======== Quoted passage ========

PhD Oral Exam - Fanny Gravel-Patry, Communication Studies

Self-Care as Media Practice: Instagram as a Site of Everyday Mental Health Support for Women Living with Mental Illness


Date & time
Thursday, June 26, 2025
11 a.m. – 2 p.m.
Cost

This event is free

Organization

School of Graduate Studies

Contact

Dolly Grewal

Where

Communication Studies and Journalism Building
7141 Sherbrooke W.
Room 2.130

Accessible location

Yes

When studying for a doctoral degree (PhD), candidates submit a thesis that provides a critical review of the current state of knowledge of the thesis subject as well as the student’s own contributions to the subject. The distinguishing criterion of doctoral graduate research is a significant and original contribution to knowledge.

Once accepted, the candidate presents the thesis orally. This oral exam is open to the public.

========

Problem: Write out everything in the exam announcement from "Accessible location" down to "to the public.", copying it word for word. The material after this comes from a separate source.

======== Dataset entries ========

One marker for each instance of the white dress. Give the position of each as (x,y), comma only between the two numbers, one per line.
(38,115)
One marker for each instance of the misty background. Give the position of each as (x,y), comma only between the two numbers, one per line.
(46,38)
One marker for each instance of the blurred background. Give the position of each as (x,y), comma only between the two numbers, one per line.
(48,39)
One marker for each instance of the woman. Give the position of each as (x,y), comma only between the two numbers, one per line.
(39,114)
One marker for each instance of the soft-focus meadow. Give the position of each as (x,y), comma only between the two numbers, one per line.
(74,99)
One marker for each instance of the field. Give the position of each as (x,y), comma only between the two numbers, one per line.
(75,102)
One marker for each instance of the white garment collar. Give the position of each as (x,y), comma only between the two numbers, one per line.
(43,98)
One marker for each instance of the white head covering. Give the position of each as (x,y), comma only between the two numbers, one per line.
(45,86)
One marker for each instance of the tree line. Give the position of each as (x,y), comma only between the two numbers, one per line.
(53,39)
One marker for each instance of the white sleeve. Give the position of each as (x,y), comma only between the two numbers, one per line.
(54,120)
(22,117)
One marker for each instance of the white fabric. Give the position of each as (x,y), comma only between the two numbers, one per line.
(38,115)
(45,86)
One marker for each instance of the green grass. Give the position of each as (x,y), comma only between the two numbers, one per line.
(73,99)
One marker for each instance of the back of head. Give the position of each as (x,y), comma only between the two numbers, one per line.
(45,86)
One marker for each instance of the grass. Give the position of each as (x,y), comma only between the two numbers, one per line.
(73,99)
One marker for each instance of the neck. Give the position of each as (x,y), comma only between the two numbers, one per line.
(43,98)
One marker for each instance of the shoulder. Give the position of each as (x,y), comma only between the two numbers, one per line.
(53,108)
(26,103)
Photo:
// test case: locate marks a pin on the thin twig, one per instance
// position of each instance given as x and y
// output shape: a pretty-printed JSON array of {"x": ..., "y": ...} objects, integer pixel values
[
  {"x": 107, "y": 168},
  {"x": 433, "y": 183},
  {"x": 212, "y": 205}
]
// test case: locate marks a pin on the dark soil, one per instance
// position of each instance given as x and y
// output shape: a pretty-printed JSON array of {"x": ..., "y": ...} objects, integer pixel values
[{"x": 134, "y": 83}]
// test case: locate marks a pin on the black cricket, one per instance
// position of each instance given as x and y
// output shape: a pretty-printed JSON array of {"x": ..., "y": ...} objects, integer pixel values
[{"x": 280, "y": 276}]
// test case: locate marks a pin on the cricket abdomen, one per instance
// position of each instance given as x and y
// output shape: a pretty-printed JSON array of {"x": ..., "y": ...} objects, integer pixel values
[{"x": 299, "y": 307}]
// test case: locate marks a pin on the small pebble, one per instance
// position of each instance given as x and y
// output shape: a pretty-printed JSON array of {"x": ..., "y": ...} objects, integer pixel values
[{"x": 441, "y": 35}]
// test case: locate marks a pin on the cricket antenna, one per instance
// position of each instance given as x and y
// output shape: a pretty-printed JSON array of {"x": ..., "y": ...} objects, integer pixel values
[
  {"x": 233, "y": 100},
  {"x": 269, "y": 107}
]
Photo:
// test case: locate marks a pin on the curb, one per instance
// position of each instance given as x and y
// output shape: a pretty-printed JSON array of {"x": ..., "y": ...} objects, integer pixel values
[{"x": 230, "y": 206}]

========

Answer area:
Accessible location

Yes

When studying for a doctoral degree (PhD), candidates submit a thesis that provides a critical review of the current state of knowledge of the thesis subject as well as the student’s own contributions to the subject. The distinguishing criterion of doctoral graduate research is a significant and original contribution to knowledge.

Once accepted, the candidate presents the thesis orally. This oral exam is open to the public.